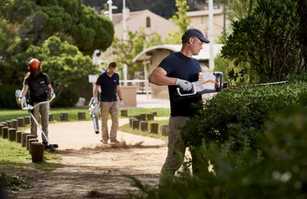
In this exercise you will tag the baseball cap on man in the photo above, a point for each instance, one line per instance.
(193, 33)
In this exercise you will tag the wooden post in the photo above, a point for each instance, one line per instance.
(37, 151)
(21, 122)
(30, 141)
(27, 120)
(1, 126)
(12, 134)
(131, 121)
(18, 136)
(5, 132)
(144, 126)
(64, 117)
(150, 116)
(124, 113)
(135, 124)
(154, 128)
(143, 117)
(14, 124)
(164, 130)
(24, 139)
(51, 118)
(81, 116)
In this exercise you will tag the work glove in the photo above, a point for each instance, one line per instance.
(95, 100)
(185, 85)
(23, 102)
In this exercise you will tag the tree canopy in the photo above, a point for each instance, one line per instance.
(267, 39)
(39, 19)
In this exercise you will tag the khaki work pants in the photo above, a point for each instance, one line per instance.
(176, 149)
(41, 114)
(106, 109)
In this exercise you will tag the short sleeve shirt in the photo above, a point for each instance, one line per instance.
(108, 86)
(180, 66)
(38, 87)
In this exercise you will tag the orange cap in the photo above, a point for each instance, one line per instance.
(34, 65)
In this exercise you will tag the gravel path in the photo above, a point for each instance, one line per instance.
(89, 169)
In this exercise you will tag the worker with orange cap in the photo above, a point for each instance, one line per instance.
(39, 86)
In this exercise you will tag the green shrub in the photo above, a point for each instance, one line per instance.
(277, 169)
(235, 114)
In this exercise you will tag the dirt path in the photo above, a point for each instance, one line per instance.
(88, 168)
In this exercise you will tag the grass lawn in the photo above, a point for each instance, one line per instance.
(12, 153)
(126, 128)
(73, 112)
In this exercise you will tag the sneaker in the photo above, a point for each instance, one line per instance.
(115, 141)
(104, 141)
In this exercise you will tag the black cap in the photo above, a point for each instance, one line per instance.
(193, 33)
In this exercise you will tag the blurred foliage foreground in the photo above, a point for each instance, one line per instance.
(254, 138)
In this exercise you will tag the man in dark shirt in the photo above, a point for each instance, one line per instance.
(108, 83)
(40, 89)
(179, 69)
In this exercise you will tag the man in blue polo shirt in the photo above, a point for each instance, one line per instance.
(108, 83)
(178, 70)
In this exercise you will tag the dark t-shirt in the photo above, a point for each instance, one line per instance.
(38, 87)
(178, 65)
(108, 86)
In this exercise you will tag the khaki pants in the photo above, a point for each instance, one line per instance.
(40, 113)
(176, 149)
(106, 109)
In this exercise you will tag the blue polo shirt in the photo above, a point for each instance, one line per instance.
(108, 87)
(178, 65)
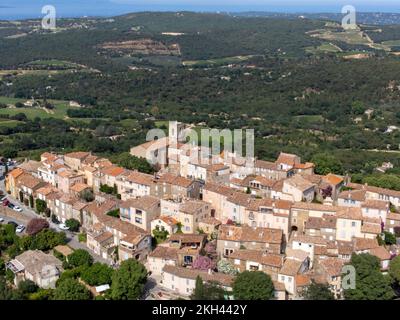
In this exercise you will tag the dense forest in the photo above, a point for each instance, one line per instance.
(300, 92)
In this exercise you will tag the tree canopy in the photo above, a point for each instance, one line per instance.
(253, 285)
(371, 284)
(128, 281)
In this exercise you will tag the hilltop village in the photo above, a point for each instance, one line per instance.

Prompt - Repeat the data exactly, without the pictures.

Task output -
In this exercise you will tag the baseball cap on man in the photo above, a point for each instance, one line per instance.
(193, 33)
In this exercise you will tag the wooden post in the photo above, a point for each instance, one line per instance.
(37, 151)
(21, 122)
(30, 141)
(27, 120)
(1, 126)
(12, 134)
(131, 121)
(18, 136)
(5, 132)
(144, 126)
(64, 117)
(150, 116)
(124, 113)
(135, 124)
(154, 128)
(143, 117)
(14, 124)
(164, 130)
(24, 139)
(51, 118)
(81, 116)
In this exercise you will tag the work glove in the photo above, a point for each instance, one line per instance.
(95, 100)
(185, 85)
(23, 102)
In this exercise you will tag the tree canopy in the photo above, a point for each instance, one line per instance.
(267, 39)
(39, 19)
In this exercise you will tag the khaki work pants in the photo above, a point for each instance, one line per instance.
(176, 149)
(41, 114)
(106, 109)
In this exercise you will tag the short sleeve shirt in the photo above, a point for each instance, one line per instance.
(108, 86)
(180, 66)
(38, 87)
In this exercise you will tag the orange cap in the photo above, a point for each instance, one line per instance.
(34, 65)
In this exercise you will tag the gravel path in the photo above, a point for each instance, one line per instance.
(89, 169)
In this exercise you will tag the worker with orange cap in the photo above, a point for each instance, one line per instance.
(39, 86)
In this exercise you will tag the green shrub in the photo above, a point for each instance, one line per instance.
(277, 169)
(235, 114)
In this exercise you will tag the dirt path in the photo above, a point for each instance, one line per instance.
(88, 168)
In this exercise you will tag the grass lawn in the photo above, a point for each instance, one line per instance.
(12, 153)
(126, 128)
(73, 112)
In this exercise you will tag the sneaker in the photo above, a point for each instance, one line per instance.
(115, 141)
(104, 141)
In this exercise you will tag the black cap in the photo above, a point for each instance, one line per instance.
(193, 33)
In this exercise you will tag the blurred foliage foreground in the photo above, a point for each instance, one line per instance.
(254, 138)
In this exercise you will tag the man in dark shirt in the photo above, a point for each instance, one line per instance.
(108, 83)
(40, 89)
(179, 69)
In this exercise you will tag the man in blue polo shirt in the photo above, a point for each instance, one line per instance.
(108, 83)
(178, 70)
In this exercise you will tag the dark t-shirt in the photo above, a point for each instance, one line per instance.
(38, 87)
(178, 65)
(108, 86)
In this exercise you will tag the khaki pants in the photo above, a point for each instance, one line per instance.
(40, 113)
(176, 149)
(106, 109)
In this exercise you will tag the blue polo shirt in the photo above, a point for each instance, one line per instance.
(108, 87)
(178, 65)
In this exercise you will tag the dense forest in the photo above, a point for each instance, one line per instance.
(300, 92)
In this exercise you will tag the tree canopy in the photo above, a point for each instance, one line per instance.
(253, 285)
(371, 284)
(128, 281)
In this exercise you will tag the hilltop village in the photo above, a point for each instance, one line per instance.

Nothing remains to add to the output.